* Start Excerpted passage *

I would dearly like to write more about AQ and FMJ (and hopefully will sometime in the next couple days), but I can't, as I just spent the afternoon at the Cinnebarre movie theater (no relation to the RPG) in Mountlake Terrace, drinking Guinness and watching John Carter of Mars in 3-D.
I'm going to go ahead and call it one of the all-time best fantasy-SciFi films I've ever seen. Definitely in the Top 10, quite possibly Top 5.
As others have written, the marketing for this film really didn't do it justice. I was not terribly impressed with the previews I'd seen, and I'm fairly nit-picky with films. This one? Really not much to pick at all.
Now, I should probably say up-front that I've never read Burroughs (sorry, folks, I have a large backlog of reading material I'm trying to catch up on...ERB is scheduled for around 2014 or 2015). As a consequence, I can't say how true to the book the film is.

* End Excerpted passage *

◆ Set problem 1
In the movie review, at which theater did the writer watch John Carter of Mars?
The records that come next are unrelated to the movie review above.

* Start Supplied records *

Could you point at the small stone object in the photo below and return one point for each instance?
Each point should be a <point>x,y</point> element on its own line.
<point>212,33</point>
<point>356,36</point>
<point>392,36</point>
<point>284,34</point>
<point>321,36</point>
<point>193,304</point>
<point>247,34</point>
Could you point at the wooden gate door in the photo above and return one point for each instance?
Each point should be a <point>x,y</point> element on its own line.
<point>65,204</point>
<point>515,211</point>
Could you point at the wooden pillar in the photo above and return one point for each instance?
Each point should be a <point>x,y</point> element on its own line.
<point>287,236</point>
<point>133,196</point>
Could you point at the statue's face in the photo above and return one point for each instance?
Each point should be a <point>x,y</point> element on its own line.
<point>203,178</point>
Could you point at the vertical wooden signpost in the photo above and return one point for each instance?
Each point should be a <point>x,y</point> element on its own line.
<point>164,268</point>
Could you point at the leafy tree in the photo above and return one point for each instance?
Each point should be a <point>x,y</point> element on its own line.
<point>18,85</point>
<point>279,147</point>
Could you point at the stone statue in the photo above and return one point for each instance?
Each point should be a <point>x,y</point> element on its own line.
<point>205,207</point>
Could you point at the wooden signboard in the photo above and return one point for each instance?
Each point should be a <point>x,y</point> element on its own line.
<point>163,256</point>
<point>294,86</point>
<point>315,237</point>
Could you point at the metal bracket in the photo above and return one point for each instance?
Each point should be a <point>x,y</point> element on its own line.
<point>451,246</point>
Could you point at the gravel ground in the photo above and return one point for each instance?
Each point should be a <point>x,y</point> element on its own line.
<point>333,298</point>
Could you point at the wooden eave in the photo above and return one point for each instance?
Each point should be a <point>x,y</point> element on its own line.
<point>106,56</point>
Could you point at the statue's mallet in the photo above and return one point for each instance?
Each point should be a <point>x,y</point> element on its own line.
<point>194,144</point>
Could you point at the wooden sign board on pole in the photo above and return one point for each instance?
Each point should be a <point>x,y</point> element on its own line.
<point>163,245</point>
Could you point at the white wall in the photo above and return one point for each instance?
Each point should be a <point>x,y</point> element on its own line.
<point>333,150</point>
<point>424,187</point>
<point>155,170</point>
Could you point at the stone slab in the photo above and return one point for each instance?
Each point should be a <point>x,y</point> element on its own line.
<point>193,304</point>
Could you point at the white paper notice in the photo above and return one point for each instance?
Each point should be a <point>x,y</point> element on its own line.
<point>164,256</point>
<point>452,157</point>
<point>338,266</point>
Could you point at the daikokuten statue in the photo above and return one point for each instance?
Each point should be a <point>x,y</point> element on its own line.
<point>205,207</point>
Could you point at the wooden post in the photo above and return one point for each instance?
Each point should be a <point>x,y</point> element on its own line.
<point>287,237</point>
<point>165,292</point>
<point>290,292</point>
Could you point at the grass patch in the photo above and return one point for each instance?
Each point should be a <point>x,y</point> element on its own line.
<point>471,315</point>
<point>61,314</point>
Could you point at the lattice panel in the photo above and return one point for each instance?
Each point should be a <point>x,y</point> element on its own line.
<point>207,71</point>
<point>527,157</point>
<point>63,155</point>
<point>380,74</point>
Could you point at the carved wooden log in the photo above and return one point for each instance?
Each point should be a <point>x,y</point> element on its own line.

* End Supplied records *
* Start Supplied records *

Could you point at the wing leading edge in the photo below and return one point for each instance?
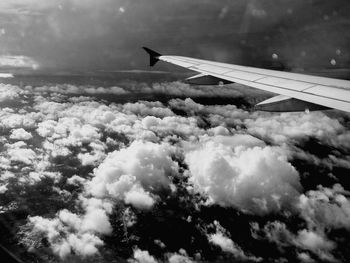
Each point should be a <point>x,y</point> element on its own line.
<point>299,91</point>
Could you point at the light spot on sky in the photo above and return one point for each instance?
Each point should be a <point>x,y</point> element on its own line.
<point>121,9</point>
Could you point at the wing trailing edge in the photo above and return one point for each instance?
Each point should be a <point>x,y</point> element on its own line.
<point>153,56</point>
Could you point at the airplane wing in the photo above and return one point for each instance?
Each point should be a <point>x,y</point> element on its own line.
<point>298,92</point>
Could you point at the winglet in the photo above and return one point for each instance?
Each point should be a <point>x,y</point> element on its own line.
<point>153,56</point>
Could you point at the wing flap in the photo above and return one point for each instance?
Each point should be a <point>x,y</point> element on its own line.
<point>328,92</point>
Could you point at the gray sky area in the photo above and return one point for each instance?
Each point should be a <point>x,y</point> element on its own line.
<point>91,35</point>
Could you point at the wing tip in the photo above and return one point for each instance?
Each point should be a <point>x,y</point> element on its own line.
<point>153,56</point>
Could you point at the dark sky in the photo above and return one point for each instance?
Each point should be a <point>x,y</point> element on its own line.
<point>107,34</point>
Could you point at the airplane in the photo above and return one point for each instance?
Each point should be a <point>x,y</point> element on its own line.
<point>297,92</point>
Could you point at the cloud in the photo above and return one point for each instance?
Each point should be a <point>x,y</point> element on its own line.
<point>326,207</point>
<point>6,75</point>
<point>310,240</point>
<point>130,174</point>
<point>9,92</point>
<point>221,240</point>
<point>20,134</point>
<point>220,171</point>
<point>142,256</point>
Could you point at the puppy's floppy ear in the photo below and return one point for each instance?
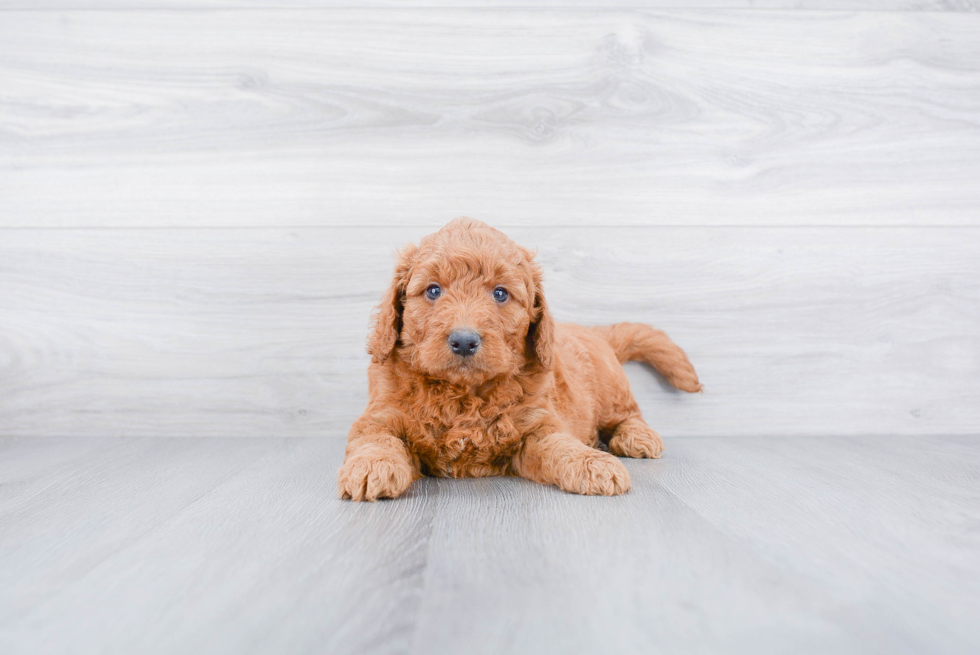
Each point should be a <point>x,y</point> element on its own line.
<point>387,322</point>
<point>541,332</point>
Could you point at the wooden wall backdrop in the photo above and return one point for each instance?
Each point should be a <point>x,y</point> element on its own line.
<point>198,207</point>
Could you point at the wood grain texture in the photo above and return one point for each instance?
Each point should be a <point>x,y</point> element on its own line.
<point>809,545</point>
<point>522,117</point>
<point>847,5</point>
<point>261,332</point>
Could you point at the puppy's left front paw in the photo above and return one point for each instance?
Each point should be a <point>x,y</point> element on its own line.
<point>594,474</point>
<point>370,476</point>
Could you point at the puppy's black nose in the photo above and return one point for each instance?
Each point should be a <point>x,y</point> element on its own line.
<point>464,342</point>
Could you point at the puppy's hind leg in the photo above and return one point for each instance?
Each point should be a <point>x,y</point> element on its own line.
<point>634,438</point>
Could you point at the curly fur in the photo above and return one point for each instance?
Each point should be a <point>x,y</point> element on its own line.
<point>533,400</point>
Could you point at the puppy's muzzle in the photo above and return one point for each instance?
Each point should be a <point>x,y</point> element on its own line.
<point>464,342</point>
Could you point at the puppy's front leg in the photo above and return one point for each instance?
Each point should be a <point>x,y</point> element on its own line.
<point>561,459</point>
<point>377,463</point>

* End Supplied records *

◆ Set problem 2
Convert the lines of the records between the line holding "Could you point at the white paper" and the line holding "<point>380,74</point>", inclusive, into a JSON list of strings with one string per line, leaving out blank lines.

◆ Correct result 1
The Cinnebarre movie theater in Mountlake Terrace.

◆ Correct result 2
[
  "Could you point at the white paper notice in the photo above and return one point for each instance?",
  "Each point should be a <point>x,y</point> element on its own line.",
  "<point>164,256</point>",
  "<point>452,157</point>",
  "<point>338,266</point>",
  "Could you point at the daikokuten statue in the photo above and return one point for each instance?",
  "Each point should be a <point>x,y</point> element on its own line.",
  "<point>205,207</point>",
  "Could you point at the wooden post in the photo above and return one point for each instance?",
  "Each point should be a <point>x,y</point> element on its own line.",
  "<point>287,237</point>",
  "<point>165,292</point>",
  "<point>290,292</point>",
  "Could you point at the grass patch in the photo above and return one point for each instance?",
  "Each point should be a <point>x,y</point> element on its own line.",
  "<point>471,315</point>",
  "<point>61,314</point>",
  "Could you point at the lattice panel in the photo above and return one point for each instance?",
  "Each point should be a <point>x,y</point> element on its own line.",
  "<point>207,71</point>",
  "<point>527,157</point>",
  "<point>63,155</point>",
  "<point>380,74</point>"
]